### [Задания]
1/ В каком году, согласно фрагменту о катализаторе и причине, произошла исламская революция в Иране?
2/ Измените фрагмент о катализаторе и причине, начиная со слов «Ошибка Обамы показывает» и продолжая до слов «для отдельного человека.» включительно: замените «Правительства» на «Государства».

### [Фрагмент текста]
────
Как не перепутать катализатор и причину
Когда жестко регулируемые системы, из которых вытравили естественный беспорядок, разрушаются, а рано или поздно они разрушаются, потому что хрупки, никто не скажет, что причиной катастрофы стала хрупкость. Скорее вам скажут, что виной всему неверные прогнозы. Когда не выдерживает песчаная свая, неразумно винить в разрушении хрупкого моста последний проехавший по нему грузовик – и уж совсем глупо пытаться предсказать, какое именно транспортное средство обрушит мост. Тем не менее люди часто заняты именно этим.
В 2011 году президент США Барак Обама свалил на разведку вину за то, что правительство не предвидело революции в Египте, произошедшей той весной (точно так же экс-президент США Джимми Картер обвинил разведку в том, что его администрация не предвидела исламскую революцию 1979 года в Иране), упустив из виду, что тут важен скрытый риск в статистических «хвостах», а не то, что ты не заметил последней песчинки, склонившей чашу весов на сторону революции. Я проведу аналогию с экономикой: после начала финансового кризиса в 2007–2008 годах многие думали, что все могло быть иначе, если бы кто-нибудь предсказал банкротство ненадежных заемщиков (которые, как считается, спровоцировали кризис). Ничего не изменилось бы, ради Баала; это был симптом кризиса, а не его причина. Вот и Обама, когда он переносит вину за неспособность предсказать восстание в Египте со своей администрации на «плохую разведку», расписывается в том, что не понимает ни устройства сложных систем, ни слабых мест своей политики. Сверхдержавы в этой истории – сущие индюшки.
Ошибка Обамы показывает нам, что такое иллюзия локальных причинно-следственных связей. Проще говоря, Обама путает катализатор с причиной и считает, будто знает, что данный катализатор породит такое-то следствие. Финал египетских беспорядков был непредсказуем для наблюдателей, особенно для тех, кто оценивал ситуацию изнутри. Обвинять ЦРУ или другие разведывательные структуры так же неуместно, как финансировать их ради того, чтобы они прогнозировали такие события. Правительства тратят миллиарды в попытке предсказать явления, которые, будучи продуктами взаимозависимых систем, не являются статистически очевидными для отдельного человека.
Люди, объясняющие возникновение массовых беспорядков, чаще всего путают катализатор с причиной. Взять «арабскую весну» 2011 года. Восстания в Тунисе и Египте изначально связывали с ростом цен на товары, а не с душными и непопулярными диктаторскими режимами. Однако Бахрейн и Ливия – это богатые страны, они могли позволить себе импортировать зерно и другие товары народного потребления. За пару лет до того в Америке цены были значительно выше – и никто не взбунтовался. Опять же, даже если логика нас утешает, в центре внимания оказывается ложная предпосылка. Изучать надо систему и ее хрупкость, а не события. У физиков есть «теория перколяции», изучающая свойства хаотической среды, а не отдельные элементы этой среды.
────
### [Исходные данные]
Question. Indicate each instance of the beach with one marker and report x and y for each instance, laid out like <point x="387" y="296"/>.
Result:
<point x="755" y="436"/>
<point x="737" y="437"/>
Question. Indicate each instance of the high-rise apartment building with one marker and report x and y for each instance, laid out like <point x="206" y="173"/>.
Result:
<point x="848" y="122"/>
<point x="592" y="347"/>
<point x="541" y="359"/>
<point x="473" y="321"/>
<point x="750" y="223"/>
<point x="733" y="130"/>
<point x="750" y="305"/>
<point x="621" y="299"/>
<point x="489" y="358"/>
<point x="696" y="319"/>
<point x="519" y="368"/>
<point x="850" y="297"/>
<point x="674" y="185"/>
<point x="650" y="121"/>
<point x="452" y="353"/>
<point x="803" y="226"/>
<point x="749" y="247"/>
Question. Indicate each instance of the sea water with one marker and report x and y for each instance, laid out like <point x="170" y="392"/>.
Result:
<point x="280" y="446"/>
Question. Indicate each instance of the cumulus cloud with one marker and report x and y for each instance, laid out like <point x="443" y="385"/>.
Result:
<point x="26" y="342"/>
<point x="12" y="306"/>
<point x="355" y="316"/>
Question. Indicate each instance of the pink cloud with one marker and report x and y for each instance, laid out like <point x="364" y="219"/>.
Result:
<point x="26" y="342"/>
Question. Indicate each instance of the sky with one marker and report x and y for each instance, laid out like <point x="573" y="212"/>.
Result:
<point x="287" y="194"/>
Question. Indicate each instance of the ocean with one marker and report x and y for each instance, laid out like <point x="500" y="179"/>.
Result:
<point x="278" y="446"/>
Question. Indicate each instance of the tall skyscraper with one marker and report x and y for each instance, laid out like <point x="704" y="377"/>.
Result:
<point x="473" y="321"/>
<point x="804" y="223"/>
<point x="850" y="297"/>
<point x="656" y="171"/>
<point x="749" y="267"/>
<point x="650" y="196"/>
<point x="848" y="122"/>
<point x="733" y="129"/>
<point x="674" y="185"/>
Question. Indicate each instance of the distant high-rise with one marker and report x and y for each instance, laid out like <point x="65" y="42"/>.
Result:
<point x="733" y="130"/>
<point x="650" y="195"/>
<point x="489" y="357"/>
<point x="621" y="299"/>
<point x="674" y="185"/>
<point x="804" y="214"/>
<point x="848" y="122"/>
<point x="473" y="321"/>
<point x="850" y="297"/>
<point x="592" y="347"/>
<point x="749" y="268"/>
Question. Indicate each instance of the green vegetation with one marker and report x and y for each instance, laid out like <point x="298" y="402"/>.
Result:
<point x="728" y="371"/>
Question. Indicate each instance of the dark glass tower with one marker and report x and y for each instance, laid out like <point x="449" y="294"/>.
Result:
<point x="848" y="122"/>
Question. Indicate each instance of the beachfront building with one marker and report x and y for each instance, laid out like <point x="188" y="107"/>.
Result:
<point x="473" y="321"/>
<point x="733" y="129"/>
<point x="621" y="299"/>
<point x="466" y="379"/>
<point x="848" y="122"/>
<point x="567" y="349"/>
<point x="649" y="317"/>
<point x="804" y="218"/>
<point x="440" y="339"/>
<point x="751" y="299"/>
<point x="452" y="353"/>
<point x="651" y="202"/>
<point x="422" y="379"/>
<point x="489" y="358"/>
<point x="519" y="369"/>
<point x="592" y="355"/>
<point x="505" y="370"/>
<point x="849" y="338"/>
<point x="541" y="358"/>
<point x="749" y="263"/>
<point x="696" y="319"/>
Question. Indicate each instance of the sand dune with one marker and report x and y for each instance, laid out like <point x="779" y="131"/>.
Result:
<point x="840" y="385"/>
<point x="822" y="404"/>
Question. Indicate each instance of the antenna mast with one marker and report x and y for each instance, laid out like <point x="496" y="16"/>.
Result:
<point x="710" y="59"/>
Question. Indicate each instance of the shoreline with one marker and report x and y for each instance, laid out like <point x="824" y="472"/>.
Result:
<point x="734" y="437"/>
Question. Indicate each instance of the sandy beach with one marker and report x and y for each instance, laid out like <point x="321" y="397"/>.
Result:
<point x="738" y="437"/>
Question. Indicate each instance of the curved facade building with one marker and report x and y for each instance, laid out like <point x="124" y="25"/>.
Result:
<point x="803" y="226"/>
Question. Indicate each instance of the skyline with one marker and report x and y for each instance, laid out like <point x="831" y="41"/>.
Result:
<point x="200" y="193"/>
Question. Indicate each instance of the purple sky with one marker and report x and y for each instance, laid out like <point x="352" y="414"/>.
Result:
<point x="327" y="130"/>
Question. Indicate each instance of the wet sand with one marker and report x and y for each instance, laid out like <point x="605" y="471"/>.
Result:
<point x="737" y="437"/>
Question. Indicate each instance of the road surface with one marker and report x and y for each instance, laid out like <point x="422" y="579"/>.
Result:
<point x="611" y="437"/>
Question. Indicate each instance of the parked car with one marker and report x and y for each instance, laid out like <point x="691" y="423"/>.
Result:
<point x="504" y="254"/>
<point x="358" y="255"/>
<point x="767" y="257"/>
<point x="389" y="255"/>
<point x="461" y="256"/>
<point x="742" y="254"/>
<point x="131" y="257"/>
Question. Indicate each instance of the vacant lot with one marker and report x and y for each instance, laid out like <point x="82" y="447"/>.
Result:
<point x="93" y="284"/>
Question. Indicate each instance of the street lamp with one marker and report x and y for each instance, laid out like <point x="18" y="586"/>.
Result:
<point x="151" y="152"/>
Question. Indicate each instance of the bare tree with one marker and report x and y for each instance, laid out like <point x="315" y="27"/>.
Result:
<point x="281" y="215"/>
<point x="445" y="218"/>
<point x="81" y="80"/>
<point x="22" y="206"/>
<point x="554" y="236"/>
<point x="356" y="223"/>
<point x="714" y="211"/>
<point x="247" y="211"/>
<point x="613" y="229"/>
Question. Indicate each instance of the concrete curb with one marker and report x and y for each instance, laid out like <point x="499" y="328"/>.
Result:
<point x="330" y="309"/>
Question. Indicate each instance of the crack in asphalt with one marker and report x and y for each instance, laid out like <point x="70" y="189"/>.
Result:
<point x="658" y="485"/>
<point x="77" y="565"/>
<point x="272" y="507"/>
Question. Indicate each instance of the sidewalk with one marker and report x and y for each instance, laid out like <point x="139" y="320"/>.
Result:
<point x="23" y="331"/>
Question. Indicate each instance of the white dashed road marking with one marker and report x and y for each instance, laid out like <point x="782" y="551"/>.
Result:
────
### [Решения задач]
1/ В 1979 году.

2/
Ошибка Обамы показывает нам, что такое иллюзия локальных причинно-следственных связей. Проще говоря, Обама путает катализатор с причиной и считает, будто знает, что данный катализатор породит такое-то следствие. Финал египетских беспорядков был непредсказуем для наблюдателей, особенно для тех, кто оценивал ситуацию изнутри. Обвинять ЦРУ или другие разведывательные структуры так же неуместно, как финансировать их ради того, чтобы они прогнозировали такие события. Государства тратят миллиарды в попытке предсказать явления, которые, будучи продуктами взаимозависимых систем, не являются статистически очевидными для отдельного человека.